> **WRITTEN PROBLEM**:
Rewrite the entries below, swapping every instance of "Show me" for "Indicate" and leaving everything else as it is.

(Point-based annotation data)
"""

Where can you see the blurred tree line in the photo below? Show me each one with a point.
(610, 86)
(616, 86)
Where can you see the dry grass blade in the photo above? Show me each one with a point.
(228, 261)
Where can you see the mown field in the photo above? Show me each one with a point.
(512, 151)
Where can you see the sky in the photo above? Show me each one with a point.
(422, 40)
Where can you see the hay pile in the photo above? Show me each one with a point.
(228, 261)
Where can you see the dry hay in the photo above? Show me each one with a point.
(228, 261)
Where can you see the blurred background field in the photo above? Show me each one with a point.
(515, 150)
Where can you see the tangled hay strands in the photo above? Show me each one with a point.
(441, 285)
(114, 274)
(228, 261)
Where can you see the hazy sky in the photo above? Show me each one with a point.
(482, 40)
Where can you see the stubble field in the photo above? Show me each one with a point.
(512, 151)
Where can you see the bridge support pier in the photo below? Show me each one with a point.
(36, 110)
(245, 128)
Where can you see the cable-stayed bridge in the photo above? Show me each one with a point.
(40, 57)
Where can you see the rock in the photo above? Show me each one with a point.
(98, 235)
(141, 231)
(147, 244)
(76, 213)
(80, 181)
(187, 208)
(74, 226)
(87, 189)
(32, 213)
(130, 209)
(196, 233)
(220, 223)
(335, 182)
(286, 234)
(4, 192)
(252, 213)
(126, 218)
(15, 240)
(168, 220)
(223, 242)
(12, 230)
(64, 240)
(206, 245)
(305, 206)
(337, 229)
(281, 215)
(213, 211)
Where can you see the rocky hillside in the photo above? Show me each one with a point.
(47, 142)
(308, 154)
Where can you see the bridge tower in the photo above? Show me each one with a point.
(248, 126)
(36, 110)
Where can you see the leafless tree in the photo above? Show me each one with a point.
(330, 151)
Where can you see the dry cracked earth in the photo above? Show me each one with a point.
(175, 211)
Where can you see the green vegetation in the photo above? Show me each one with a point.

"""

> **RESULT OF THIS EXERCISE**:
Where can you see the blurred tree line in the photo below? Indicate each one with a point.
(610, 86)
(616, 86)
Where can you see the dry grass blade in the photo above? Indicate each one with a point.
(228, 261)
Where can you see the mown field in the photo above? Indicate each one with a point.
(512, 151)
Where can you see the sky in the photo above? Indicate each one with a point.
(422, 40)
Where can you see the hay pile in the photo above? Indicate each one with a point.
(228, 261)
Where can you see the dry hay in the photo above? Indicate each one with a point.
(228, 261)
Where can you see the blurred background field in the photo above? Indicate each one with a point.
(515, 150)
Where can you see the tangled hay strands in the photo above? Indicate each one with a point.
(441, 285)
(114, 274)
(228, 261)
Where can you see the hazy sky in the photo above? Indicate each one with a point.
(482, 40)
Where can you see the stubble field in the photo above? Indicate each one with a point.
(512, 151)
Where can you see the bridge support pier in the photo below? Indicate each one with a point.
(36, 110)
(245, 128)
Where can you see the cable-stayed bridge in the photo above? Indicate each one with a point.
(40, 57)
Where can you see the rock in the photo above? Indicate each one with a point.
(98, 235)
(141, 231)
(147, 244)
(76, 213)
(80, 181)
(187, 208)
(74, 226)
(87, 189)
(32, 213)
(130, 209)
(196, 233)
(220, 223)
(335, 182)
(286, 234)
(4, 192)
(252, 213)
(126, 218)
(15, 240)
(168, 220)
(223, 242)
(12, 230)
(64, 240)
(206, 245)
(305, 206)
(337, 229)
(281, 215)
(213, 211)
Where can you see the rocky hillside in the photo above? Indicate each one with a point.
(47, 142)
(308, 154)
Where can you see the bridge tower in the photo above? Indicate each one with a point.
(248, 126)
(36, 110)
Where can you see the leafless tree in the photo above? Indicate each one with a point.
(330, 151)
Where can you see the dry cracked earth in the photo above? Indicate each one with a point.
(175, 211)
Where can you see the green vegetation in the photo above? Indicate each one with a point.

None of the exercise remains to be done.